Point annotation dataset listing
Start

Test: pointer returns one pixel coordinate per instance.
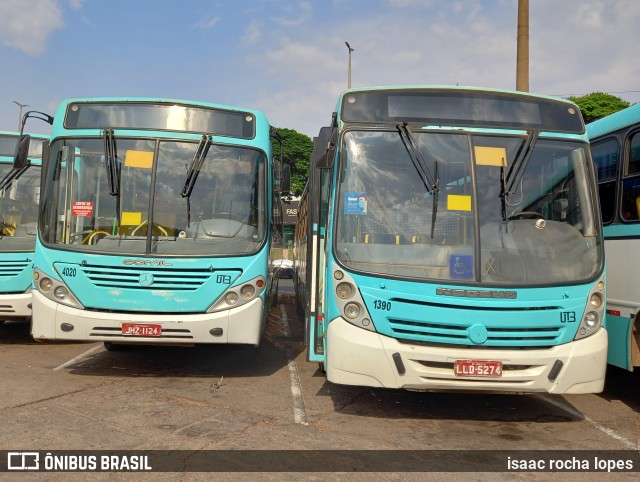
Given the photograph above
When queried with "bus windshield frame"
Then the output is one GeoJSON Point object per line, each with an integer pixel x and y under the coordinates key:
{"type": "Point", "coordinates": [389, 223]}
{"type": "Point", "coordinates": [225, 214]}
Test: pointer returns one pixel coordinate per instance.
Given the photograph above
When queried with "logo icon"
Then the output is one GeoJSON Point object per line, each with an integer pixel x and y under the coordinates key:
{"type": "Point", "coordinates": [145, 279]}
{"type": "Point", "coordinates": [23, 461]}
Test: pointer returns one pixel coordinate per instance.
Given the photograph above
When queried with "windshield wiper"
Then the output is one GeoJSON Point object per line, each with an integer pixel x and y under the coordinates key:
{"type": "Point", "coordinates": [517, 169]}
{"type": "Point", "coordinates": [111, 162]}
{"type": "Point", "coordinates": [13, 175]}
{"type": "Point", "coordinates": [431, 183]}
{"type": "Point", "coordinates": [194, 171]}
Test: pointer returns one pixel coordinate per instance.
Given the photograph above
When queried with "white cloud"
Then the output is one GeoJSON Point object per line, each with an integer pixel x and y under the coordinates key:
{"type": "Point", "coordinates": [207, 23]}
{"type": "Point", "coordinates": [76, 4]}
{"type": "Point", "coordinates": [27, 24]}
{"type": "Point", "coordinates": [252, 33]}
{"type": "Point", "coordinates": [293, 15]}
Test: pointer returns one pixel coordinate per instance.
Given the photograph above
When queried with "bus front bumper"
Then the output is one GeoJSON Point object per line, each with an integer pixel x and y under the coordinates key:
{"type": "Point", "coordinates": [54, 321]}
{"type": "Point", "coordinates": [359, 357]}
{"type": "Point", "coordinates": [15, 306]}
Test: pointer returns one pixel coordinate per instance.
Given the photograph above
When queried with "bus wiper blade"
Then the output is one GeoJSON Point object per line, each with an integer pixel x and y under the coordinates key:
{"type": "Point", "coordinates": [194, 171]}
{"type": "Point", "coordinates": [519, 166]}
{"type": "Point", "coordinates": [12, 175]}
{"type": "Point", "coordinates": [431, 183]}
{"type": "Point", "coordinates": [111, 162]}
{"type": "Point", "coordinates": [196, 165]}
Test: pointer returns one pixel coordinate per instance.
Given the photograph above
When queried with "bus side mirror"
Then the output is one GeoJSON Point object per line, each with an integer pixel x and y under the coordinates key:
{"type": "Point", "coordinates": [285, 184]}
{"type": "Point", "coordinates": [325, 147]}
{"type": "Point", "coordinates": [20, 158]}
{"type": "Point", "coordinates": [326, 160]}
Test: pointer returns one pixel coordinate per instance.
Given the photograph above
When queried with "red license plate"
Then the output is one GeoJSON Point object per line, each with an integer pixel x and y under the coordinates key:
{"type": "Point", "coordinates": [478, 368]}
{"type": "Point", "coordinates": [141, 329]}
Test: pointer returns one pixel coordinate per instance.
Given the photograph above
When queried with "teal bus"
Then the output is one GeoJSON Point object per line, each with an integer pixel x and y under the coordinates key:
{"type": "Point", "coordinates": [449, 238]}
{"type": "Point", "coordinates": [615, 148]}
{"type": "Point", "coordinates": [155, 224]}
{"type": "Point", "coordinates": [19, 197]}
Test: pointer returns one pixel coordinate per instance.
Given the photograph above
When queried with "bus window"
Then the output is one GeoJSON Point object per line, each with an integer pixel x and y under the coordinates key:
{"type": "Point", "coordinates": [605, 155]}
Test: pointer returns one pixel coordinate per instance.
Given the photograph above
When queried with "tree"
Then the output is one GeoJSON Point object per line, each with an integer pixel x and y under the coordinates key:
{"type": "Point", "coordinates": [596, 105]}
{"type": "Point", "coordinates": [296, 151]}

End

## What the exercise asks
Report how many lines of the listing above contain the string "windshield", where case counts. Give only the number.

## Task result
2